** TO BE DONE **
Omit any picture, and return the remaining data exactly as written.

** DATA **
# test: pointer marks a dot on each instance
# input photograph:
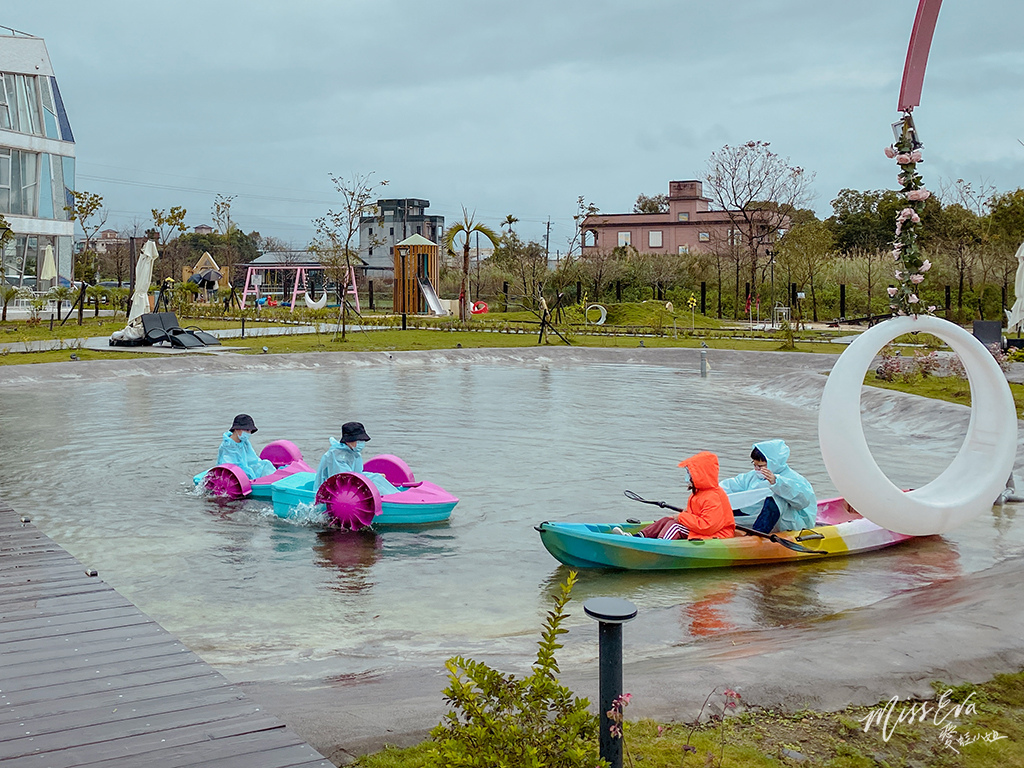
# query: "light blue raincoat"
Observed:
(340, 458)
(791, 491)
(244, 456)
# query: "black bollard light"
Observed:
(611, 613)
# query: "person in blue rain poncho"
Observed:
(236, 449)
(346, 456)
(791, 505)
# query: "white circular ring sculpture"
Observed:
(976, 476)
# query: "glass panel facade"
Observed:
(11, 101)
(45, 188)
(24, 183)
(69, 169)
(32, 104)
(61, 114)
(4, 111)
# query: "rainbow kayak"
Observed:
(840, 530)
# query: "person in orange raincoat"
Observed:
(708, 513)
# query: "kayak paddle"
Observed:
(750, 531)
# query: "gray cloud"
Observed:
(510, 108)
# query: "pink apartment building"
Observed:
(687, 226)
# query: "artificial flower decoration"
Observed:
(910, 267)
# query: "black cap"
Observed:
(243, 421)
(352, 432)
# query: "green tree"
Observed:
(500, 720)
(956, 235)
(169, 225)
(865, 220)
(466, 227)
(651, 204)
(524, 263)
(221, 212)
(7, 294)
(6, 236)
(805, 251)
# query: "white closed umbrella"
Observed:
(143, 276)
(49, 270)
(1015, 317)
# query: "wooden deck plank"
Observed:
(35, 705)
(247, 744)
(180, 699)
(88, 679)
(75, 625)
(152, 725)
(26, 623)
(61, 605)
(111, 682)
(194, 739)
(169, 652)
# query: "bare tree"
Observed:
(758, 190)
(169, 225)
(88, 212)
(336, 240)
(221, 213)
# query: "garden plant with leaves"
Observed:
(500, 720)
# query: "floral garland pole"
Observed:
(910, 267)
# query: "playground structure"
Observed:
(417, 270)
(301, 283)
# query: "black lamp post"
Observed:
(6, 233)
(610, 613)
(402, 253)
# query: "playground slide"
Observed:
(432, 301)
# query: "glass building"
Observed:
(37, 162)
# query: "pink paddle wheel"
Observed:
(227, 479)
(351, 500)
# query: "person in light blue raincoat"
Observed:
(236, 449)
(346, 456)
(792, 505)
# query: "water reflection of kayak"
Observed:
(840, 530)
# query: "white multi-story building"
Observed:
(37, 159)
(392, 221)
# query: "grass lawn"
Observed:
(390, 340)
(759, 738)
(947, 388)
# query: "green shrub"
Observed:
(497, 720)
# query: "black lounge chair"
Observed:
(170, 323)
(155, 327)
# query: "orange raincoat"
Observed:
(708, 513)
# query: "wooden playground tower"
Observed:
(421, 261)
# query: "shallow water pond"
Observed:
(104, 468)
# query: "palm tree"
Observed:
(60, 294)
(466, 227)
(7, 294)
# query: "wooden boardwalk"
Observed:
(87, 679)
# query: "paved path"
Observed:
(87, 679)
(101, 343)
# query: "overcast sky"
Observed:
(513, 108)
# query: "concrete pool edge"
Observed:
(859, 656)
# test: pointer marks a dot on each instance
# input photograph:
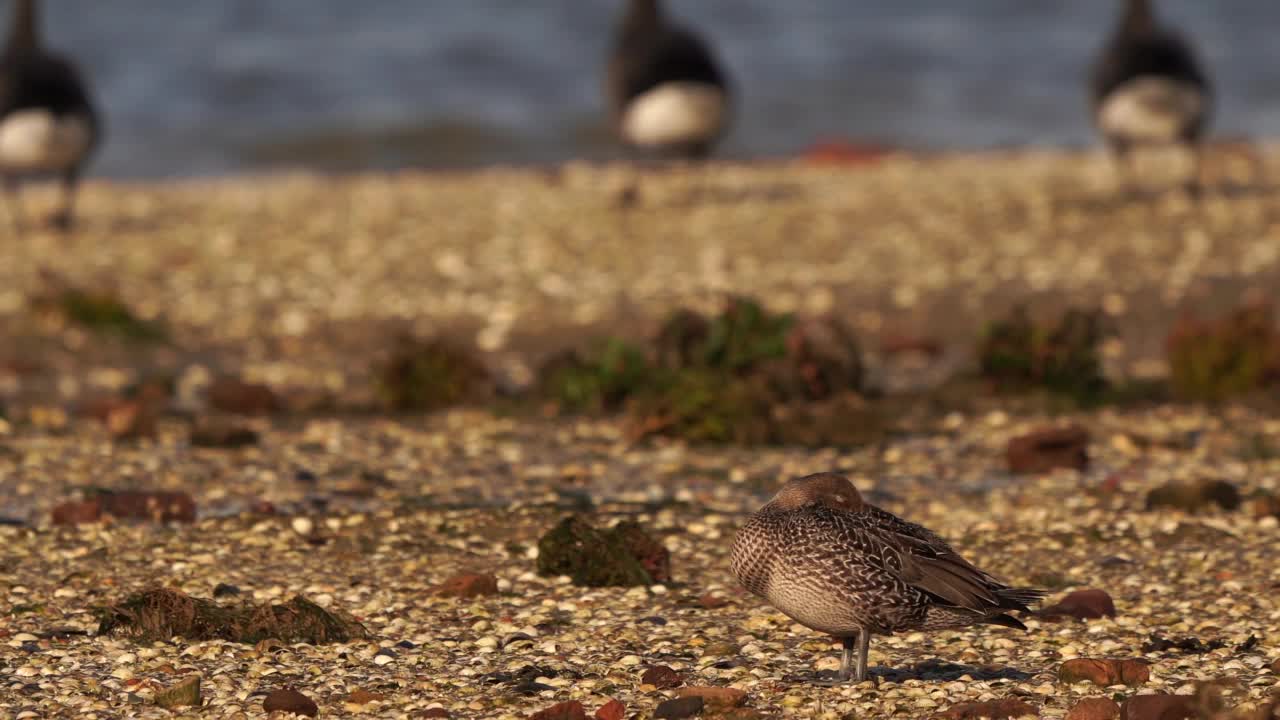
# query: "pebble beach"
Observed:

** WRITTEN SOLUTION **
# test: pointer marks a dot on each instance
# input photograph:
# query: "light blue raincoat"
Observed:
(340, 458)
(791, 491)
(244, 456)
# query: "black bollard light"
Observed:
(611, 613)
# query: "person in blue rain poncho"
Observed:
(236, 449)
(346, 456)
(791, 505)
# query: "white circular ring sculpture"
Observed:
(976, 476)
# query: "glass panel facade"
Observed:
(11, 101)
(45, 188)
(24, 183)
(69, 169)
(32, 104)
(61, 114)
(4, 111)
# query: "rainbow kayak"
Observed:
(840, 530)
# query: "person in orange raincoat"
Observed:
(708, 513)
# query: "kayak paddle"
Observed:
(750, 531)
# query: "gray cloud"
Observed:
(510, 108)
# query: "pink apartment building"
Observed:
(687, 226)
# query: "artificial flower decoration"
Observed:
(910, 267)
# query: "black cap"
Observed:
(243, 421)
(352, 432)
# query: "green tree"
Observed:
(500, 720)
(956, 235)
(169, 225)
(865, 220)
(466, 227)
(651, 204)
(524, 263)
(221, 212)
(7, 294)
(6, 236)
(805, 251)
# query: "white closed umbrella"
Observed:
(143, 276)
(49, 270)
(1015, 317)
# query: "wooden deck plank"
Observed:
(35, 705)
(247, 744)
(180, 699)
(88, 679)
(75, 625)
(152, 725)
(26, 623)
(61, 605)
(111, 682)
(194, 739)
(169, 652)
# query: "bare tree"
Observed:
(758, 190)
(169, 225)
(88, 212)
(336, 240)
(221, 213)
# query: "garden plant with leaves"
Observed:
(500, 720)
# query: "floral garland pole"
Observed:
(910, 267)
# query: "playground structure"
Observed:
(417, 270)
(301, 283)
# query: "black lamp post"
Observed:
(6, 233)
(610, 613)
(402, 253)
# query: "playground slide"
Observed:
(432, 301)
# query: "glass building"
Observed:
(37, 162)
# query: "pink paddle wheel"
Observed:
(227, 479)
(351, 500)
# query: "person in light blue raincoat"
Observed:
(236, 449)
(346, 456)
(792, 505)
# query: "water reflection of kayak"
Observed:
(840, 530)
# query: "white multi-story building"
Observed:
(37, 159)
(392, 221)
# query: "grass lawn"
Observed:
(390, 340)
(759, 738)
(947, 388)
# query: "green shrub"
Observed:
(497, 720)
# query: "black lounge chair"
Observed:
(170, 323)
(155, 327)
# query: "orange raincoat"
Observed:
(708, 513)
# query: "wooden playground tower"
Observed:
(421, 261)
# query: "shallow water pond"
Observed:
(104, 468)
# query: "palm tree"
Observed:
(60, 294)
(466, 227)
(7, 294)
# query: "wooden boardwalk"
Observed:
(87, 679)
# query: "paved path"
Observed:
(87, 679)
(101, 343)
# query: "overcast sky"
Observed:
(513, 108)
# query: "concrete pool edge"
Observed:
(859, 656)
# test: pointer marks a dot on each instance
# input photograph:
# query: "pebble beach"
Observed:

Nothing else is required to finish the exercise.